## Written task
Find every line in the records that contains the word "instance" and copy each one out. Case counts when matching.

## Supplied data
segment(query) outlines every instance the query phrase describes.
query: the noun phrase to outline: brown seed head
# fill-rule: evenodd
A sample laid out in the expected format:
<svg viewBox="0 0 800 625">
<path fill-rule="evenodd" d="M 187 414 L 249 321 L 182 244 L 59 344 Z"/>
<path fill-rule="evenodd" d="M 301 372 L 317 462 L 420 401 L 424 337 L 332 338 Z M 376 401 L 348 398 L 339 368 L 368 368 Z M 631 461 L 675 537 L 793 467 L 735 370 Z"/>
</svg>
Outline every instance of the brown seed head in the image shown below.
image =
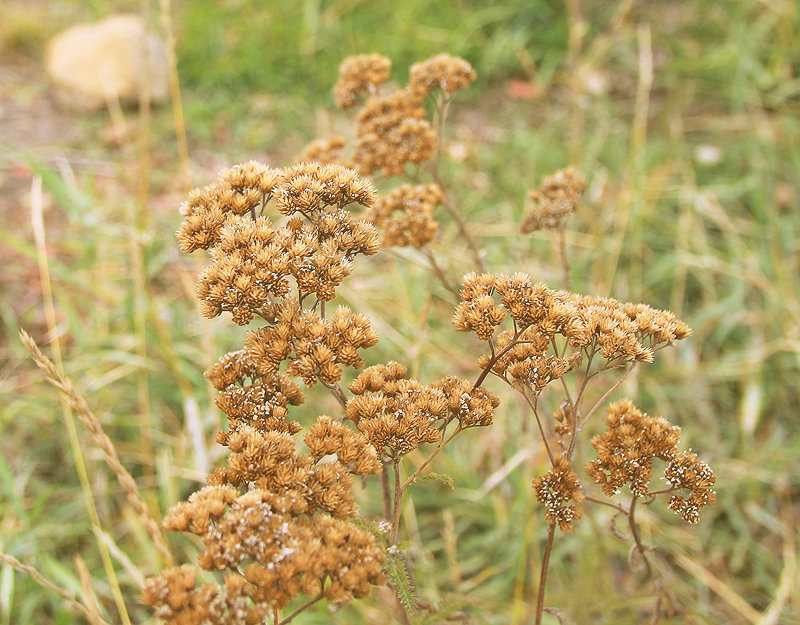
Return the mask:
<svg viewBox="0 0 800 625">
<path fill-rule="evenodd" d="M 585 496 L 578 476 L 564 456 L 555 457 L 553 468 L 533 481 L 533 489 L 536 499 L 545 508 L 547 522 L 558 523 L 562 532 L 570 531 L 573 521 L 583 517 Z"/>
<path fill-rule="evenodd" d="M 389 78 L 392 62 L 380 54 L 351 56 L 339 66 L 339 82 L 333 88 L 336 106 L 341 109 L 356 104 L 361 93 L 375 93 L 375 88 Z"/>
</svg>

## Result of this exercise
segment(query) outlines every instance the query phrase describes.
Outline every instance of the brown seed head in the image shown below.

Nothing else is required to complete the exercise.